Short problem 1 =>
List, in order, the actions the writer of the post about the linker problem took to try the new toolchains.
Short problem 2 =>
In the post about the linker problem, repeat the passage starting with "I have been using" and going on through "fast and easy).".
Short problem 3 =>
Go on with the post about the linker problem from its last sentence.

Passage to read =>
########################################
I have been using it for a while just on the tiny416 and mega4809, and I would say its mostly ok but there has always been little problems that 'shouldn't be'. I have been attributing any problems to mostly myself, since I am using c++ and well, maybe I'm not that good. In my defense I have a pic32mm that I started with very little knowledge of c++ and worked my way to a full set of drivers including usb, and I have had very few problems along the way- everything just works on that thing (and with the SNAP, debugging is fast and easy).

 

Working with the tiny/mega today, I seem to have discovered that the linker doesn't always know what its doing. A static var was getting overwritten somehow, and eventually discovered that there was another static var given the same address. Nice. I saw this thread and decided to give the 'toolchains for avr' linked to above a try. I simply downloaded, extracted to a folder, pointed the build tools to the bin folder, compiled, and it worked (that took about 5 minutes to do). Now things are starting to act normal. I hope this was the primary cause of my little problems. Since code is continually changing, its a little hard to distinguish code problems from other problems- one minute it works fine, so code must be good, then make some minor changes and it goes strange again (and then thinking latest code was the cause). If the linker all along has been throwing little problems at me from time to time, then that would explain what has been going on.
########################################
Dataset rows on where objects appear:

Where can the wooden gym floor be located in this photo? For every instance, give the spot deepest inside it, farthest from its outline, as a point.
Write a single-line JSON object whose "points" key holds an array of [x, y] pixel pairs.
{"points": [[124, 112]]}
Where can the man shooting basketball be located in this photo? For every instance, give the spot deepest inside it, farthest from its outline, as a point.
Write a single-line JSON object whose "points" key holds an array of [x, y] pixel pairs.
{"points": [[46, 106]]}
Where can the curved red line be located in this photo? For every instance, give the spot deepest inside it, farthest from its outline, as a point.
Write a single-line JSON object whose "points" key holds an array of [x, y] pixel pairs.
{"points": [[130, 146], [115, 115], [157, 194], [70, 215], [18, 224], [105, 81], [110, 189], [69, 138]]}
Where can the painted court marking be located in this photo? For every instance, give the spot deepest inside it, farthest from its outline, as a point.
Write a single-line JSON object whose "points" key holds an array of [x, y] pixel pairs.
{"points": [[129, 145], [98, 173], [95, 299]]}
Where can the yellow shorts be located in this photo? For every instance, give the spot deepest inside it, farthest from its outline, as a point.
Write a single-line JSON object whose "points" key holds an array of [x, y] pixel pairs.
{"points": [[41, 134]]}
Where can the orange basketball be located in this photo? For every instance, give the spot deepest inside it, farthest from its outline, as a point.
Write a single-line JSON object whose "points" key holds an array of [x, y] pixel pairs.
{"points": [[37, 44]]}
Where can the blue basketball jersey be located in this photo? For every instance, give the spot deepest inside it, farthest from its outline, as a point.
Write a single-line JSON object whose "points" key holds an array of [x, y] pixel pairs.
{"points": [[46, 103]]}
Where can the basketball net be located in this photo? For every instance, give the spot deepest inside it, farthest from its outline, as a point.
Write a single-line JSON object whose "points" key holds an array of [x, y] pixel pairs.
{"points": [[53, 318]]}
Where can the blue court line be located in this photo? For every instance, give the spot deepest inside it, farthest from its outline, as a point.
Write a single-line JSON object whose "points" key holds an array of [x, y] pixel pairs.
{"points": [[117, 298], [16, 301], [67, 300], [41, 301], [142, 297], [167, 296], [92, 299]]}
########################################
Task answer 1 =>
1. Downloaded them
2. Extracted them to a folder
3. Pointed the build tools to the bin folder
4. Compiled

Task answer 2 =>
I have been using it for a while just on the tiny416 and mega4809, and I would say its mostly ok but there has always been little problems that 'shouldn't be'. I have been attributing any problems to mostly myself, since I am using c++ and well, maybe I'm not that good. In my defense I have a pic32mm that I started with very little knowledge of c++ and worked my way to a full set of drivers including usb, and I have had very few problems along the way- everything just works on that thing (and with the SNAP, debugging is fast and easy).

Task answer 3 =>
 

They are making quite a few changes in their version of gcc/avr, and in their defense they are not claiming to support c++ in this version, but in any case lots of changes means lots of potential to make mistakes that will take time to work themselves out. I had previously thought that since all the latest work being done was on the 'xc8 version', that was the place to be. Now I'm thinking the gcc branch is probably the 'stable' branch, and stable is good.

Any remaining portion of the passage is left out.